━━━━━ Page text
I was a hot sobbing mess. 

I still have a physical reaction to this song every time I hear it.


3. A song that makes you nostalgic:
"Hollaback Girl" by Gwen Stefani

It's not even about the content or the fact that I appreciate 
this song teaching the masses how to spell "bananas". 
I heard this song several times during my high school senior year prom: 
getting ready, riding in the limo, at the prom, when we got back into the limo, 
etc. It pretty much gives me snapshots of all of those fun moments 
and even though prom wasn't perfect, it was still another 
good time with friends, and that's what growing up is pretty much about.


4. A song that makes you want to dance:
"Marry You" by Bruno Mars

This was actually a really hard song to choose. 
There are plenty of songs that I obsess over and love to jam to 
(surprise, surprise, right? XD) but the typical song 
I love to dance to tends to be something raunchy, loud, trashy, 
and ridiculous. I could not really think of one that was currently 
filling that space in my life right now. However, that dang Glee 
turned me onto this song and it makes me want to kick up my heels 
and go prancing around the room/ public venue. 
Not too many make me just want to celebrate and 
that's why this song was the winner. 


5. A song that no one would expect you to like:
"Game On" by The Guild

Alright, if you learn a few things about me, know that you 
should never be surprised by anything that comes up in my iTunes.
I'm pretty sure I've shared this already because it's so awesome,
but here we go!


Too much fun. I'm going to keep browsing for digital pieces for the recipe scrapbook I've been meaning to work on and children's books because I'm an oddball like that. :D I hope you have fun and would love to hear/ see your soundtrack.

See you soon. <3

Friday, March 11

Overseas

I wanted to take a moment and say that our thoughts and prayers are with those that are affected by the earthquake-tsunami events in Japan and Hawaii. <3 Hang in there, may you get in contact with your loved ones soon, may recovery and rebuilding begin as soon as possible, and I hope that all of your foresight has served you well.

Thursday, March 10

Choked Up

It's kind of nice to know that this is somewhere I can still turn to for a little extra venting room.

Yesterday was a bit of a rough day for me mentally and I was debating posting by the end of the night and realized that I was really looking forward to sleeping and sleeping in. So, once I realized that, I went crawling as fast as I could into bed and I think it helped so much (finally catching up on sleep).
━━━━━━━━━━
━━━━━ Information supplied
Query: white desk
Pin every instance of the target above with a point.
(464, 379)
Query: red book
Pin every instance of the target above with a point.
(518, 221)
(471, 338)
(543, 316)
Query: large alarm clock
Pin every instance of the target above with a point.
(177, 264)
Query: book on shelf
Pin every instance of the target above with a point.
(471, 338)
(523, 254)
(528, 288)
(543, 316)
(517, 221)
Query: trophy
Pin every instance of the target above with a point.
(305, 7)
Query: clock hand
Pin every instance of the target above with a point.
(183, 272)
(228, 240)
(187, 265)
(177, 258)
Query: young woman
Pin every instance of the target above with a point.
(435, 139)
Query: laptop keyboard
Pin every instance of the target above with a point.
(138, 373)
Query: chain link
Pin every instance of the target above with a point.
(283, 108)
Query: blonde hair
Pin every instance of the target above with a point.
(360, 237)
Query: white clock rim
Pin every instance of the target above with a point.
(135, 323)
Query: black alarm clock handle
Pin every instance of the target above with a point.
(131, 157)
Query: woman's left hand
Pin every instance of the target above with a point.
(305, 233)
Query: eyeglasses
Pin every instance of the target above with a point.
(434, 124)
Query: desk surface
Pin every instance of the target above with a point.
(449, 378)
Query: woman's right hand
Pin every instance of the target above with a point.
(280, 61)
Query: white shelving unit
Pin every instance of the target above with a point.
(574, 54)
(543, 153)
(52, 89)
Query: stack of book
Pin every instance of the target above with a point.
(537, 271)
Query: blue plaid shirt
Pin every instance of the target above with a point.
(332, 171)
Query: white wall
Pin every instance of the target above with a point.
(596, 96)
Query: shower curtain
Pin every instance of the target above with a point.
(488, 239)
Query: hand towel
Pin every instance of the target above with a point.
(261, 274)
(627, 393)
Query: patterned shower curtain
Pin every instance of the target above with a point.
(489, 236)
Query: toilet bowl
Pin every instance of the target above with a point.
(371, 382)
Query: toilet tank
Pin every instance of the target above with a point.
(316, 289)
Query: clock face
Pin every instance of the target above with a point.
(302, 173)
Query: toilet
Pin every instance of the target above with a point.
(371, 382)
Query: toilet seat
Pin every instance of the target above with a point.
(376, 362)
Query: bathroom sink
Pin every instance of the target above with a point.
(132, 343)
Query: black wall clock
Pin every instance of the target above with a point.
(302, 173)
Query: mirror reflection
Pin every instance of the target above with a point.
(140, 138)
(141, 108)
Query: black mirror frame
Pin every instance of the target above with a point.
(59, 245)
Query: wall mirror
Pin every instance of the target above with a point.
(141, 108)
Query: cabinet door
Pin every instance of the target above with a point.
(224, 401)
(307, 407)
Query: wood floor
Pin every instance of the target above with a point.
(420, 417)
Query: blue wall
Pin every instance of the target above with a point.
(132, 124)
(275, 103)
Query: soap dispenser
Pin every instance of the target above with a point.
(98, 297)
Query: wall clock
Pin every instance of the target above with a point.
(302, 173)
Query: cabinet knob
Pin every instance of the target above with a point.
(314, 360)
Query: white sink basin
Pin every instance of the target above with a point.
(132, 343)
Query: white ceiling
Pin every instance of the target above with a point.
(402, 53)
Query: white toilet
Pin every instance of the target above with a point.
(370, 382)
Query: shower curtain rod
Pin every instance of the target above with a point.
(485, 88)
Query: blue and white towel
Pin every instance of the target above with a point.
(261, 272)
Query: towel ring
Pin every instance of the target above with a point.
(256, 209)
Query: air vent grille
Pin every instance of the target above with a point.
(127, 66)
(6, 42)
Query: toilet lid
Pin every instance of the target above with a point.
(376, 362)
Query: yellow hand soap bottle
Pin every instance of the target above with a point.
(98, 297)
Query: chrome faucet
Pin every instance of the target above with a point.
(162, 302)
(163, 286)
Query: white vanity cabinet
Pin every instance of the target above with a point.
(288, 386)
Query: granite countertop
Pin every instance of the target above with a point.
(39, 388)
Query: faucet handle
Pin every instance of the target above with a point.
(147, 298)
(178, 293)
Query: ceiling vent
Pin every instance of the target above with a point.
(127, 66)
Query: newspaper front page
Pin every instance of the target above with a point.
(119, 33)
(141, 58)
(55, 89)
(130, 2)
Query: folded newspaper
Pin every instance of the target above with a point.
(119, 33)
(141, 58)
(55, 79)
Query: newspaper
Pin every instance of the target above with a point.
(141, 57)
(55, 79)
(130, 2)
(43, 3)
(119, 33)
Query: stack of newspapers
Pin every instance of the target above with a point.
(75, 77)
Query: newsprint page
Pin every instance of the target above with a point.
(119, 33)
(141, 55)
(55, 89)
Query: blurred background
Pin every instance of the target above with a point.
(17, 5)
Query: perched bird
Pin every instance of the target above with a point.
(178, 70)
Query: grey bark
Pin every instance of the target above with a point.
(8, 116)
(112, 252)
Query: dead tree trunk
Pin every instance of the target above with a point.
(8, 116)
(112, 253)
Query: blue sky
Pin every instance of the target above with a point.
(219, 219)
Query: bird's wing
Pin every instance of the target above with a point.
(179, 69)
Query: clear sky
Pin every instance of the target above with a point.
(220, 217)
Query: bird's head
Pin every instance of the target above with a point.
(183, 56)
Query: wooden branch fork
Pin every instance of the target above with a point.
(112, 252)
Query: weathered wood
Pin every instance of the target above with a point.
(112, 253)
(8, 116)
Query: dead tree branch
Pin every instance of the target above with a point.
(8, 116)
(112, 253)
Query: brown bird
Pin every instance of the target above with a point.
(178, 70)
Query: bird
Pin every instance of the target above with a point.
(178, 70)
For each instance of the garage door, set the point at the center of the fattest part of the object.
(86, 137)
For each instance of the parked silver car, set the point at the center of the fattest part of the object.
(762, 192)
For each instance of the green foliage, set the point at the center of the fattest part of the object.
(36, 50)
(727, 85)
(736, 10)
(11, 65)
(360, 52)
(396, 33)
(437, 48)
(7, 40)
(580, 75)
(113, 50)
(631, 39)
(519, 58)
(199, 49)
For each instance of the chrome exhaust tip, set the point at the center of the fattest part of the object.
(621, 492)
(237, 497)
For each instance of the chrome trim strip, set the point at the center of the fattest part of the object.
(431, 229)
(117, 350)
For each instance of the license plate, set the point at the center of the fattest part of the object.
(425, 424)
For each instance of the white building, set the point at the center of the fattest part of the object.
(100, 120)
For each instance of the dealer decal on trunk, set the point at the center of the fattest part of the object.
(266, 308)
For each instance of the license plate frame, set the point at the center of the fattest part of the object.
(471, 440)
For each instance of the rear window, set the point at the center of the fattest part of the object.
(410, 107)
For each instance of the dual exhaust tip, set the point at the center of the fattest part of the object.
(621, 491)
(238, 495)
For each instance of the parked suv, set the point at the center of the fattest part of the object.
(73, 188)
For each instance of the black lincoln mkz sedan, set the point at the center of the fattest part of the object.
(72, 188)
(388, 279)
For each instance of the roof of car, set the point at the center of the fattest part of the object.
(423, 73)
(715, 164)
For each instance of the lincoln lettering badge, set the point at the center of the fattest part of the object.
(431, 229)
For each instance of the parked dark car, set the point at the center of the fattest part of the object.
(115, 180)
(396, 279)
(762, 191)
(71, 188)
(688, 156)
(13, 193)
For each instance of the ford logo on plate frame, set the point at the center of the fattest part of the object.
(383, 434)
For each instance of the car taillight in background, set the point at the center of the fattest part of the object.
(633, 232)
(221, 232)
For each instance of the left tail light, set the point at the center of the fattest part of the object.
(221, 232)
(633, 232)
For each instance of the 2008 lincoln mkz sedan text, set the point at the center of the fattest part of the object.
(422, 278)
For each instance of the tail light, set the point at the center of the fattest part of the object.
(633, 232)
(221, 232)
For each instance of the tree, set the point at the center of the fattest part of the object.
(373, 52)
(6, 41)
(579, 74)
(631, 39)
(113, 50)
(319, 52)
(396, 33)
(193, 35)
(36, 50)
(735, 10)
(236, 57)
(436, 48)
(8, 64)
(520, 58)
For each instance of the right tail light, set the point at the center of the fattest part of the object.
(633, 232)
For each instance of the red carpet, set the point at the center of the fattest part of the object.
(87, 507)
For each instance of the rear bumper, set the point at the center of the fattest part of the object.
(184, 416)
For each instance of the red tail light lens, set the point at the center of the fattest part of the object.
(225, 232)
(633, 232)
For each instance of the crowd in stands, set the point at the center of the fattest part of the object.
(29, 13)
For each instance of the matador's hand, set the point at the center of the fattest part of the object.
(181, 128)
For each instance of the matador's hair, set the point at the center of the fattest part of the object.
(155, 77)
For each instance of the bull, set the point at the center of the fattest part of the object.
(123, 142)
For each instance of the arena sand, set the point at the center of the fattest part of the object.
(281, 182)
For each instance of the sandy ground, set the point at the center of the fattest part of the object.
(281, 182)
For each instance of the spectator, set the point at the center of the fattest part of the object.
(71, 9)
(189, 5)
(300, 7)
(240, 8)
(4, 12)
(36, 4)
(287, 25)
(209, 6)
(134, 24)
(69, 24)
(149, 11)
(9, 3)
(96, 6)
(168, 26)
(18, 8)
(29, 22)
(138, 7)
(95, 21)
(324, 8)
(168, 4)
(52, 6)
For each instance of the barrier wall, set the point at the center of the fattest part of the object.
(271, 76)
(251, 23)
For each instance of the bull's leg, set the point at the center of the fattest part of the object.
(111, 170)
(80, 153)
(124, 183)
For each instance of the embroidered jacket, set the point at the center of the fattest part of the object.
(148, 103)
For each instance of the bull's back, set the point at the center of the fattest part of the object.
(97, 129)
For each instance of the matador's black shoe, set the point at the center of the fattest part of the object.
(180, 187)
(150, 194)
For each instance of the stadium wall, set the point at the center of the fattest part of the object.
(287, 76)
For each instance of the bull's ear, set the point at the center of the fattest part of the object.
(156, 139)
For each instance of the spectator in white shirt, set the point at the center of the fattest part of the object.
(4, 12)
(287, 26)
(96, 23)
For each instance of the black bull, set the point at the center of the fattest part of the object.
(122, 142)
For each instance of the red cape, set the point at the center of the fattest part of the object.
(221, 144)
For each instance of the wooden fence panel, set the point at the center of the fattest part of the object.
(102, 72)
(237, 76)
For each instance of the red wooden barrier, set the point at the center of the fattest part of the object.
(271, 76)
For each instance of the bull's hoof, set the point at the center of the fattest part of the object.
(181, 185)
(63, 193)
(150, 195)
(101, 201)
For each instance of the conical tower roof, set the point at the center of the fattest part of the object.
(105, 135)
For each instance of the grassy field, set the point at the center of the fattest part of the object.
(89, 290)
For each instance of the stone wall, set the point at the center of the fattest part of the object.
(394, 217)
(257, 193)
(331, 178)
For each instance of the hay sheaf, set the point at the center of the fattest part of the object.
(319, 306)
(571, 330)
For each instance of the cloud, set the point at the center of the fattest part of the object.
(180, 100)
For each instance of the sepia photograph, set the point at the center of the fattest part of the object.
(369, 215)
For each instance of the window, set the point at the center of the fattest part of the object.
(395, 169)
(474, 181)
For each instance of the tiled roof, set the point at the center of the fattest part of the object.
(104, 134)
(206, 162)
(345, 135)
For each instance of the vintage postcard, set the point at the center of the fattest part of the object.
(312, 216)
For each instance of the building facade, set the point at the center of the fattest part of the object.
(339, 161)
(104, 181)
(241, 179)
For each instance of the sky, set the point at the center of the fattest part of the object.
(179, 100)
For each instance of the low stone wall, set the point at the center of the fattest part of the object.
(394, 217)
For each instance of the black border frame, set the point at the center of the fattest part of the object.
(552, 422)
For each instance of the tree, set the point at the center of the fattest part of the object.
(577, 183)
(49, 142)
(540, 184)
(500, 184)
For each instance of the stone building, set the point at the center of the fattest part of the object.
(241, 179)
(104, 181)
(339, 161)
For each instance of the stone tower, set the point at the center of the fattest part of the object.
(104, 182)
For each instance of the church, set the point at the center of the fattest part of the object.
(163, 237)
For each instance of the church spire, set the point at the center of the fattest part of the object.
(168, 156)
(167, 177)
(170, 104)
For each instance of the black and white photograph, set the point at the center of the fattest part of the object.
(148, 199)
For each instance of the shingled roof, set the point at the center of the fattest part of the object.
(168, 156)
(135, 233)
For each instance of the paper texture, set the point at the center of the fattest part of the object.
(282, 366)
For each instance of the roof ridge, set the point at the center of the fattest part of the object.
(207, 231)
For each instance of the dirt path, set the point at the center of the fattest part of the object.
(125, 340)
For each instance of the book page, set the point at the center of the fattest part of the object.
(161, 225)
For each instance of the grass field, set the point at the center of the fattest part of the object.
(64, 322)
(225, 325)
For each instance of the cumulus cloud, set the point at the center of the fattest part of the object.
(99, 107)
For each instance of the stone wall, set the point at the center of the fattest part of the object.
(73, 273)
━━━━━━━━━━
**Directions:**
1. Answer these questions from the blog excerpt:
(a) Which song does the writer pick as a song that makes them want to dance?
(b) At what event did the writer hear "Hollaback Girl" several times?
(c) Where did the earthquake-tsunami events mentioned in the "Overseas" post take place?
2. Translate this sentence from the blog excerpt into Spanish: "I still have a physical reaction to this song every time I hear it."
3. State whether each statement agrees with the blog excerpt, answering yes or no and quoting the words that decide it:
(a) The television show Glee introduced the writer to "Marry You."
(b) The writer describes the senior prom as perfect.
(c) "Game On" by The Guild is the writer's choice for a song no one would expect them to like.

**Solutions per task:**
1.
(a) "Marry You" by Bruno Mars
(b) The writer's high school senior year prom
(c) Japan and Hawaii

2. Todavía tengo una reacción física a esta canción cada vez que la escucho.

3.
(a) Yes: "that dang Glee turned me onto this song"
(b) No: "even though prom wasn't perfect"
(c) Yes: "A song that no one would expect you to like: "Game On" by The Guild"